EXERCISE MATERIALS
┄┄┄┄┄┄┄┄┄┄

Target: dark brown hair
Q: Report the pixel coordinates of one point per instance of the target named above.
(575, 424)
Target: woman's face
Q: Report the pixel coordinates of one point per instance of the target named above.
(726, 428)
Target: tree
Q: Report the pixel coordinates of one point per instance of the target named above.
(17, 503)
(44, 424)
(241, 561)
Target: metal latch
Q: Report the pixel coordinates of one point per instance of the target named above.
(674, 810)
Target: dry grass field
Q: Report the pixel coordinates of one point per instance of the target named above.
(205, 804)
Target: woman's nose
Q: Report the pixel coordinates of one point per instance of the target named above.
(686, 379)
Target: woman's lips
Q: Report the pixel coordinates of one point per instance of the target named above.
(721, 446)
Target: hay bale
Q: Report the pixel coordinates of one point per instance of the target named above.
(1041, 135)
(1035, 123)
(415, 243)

┄┄┄┄┄┄┄┄┄┄

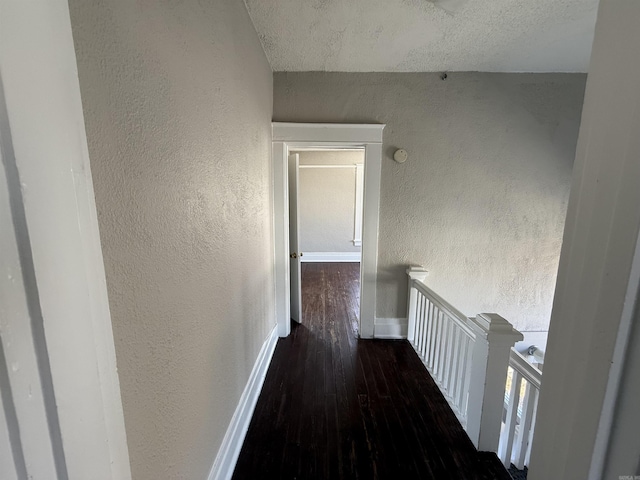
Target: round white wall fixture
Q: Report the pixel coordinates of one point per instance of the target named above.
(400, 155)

┄┄┄┄┄┄┄┄┄┄

WHAT THIS TASK INVOLVES
Which lines in the material above contain the string "woman" (case-sensitive)? Pull out each of those lines and list them.

THE RESULT
Target: woman's face
Target: woman's nose
Target: woman's lips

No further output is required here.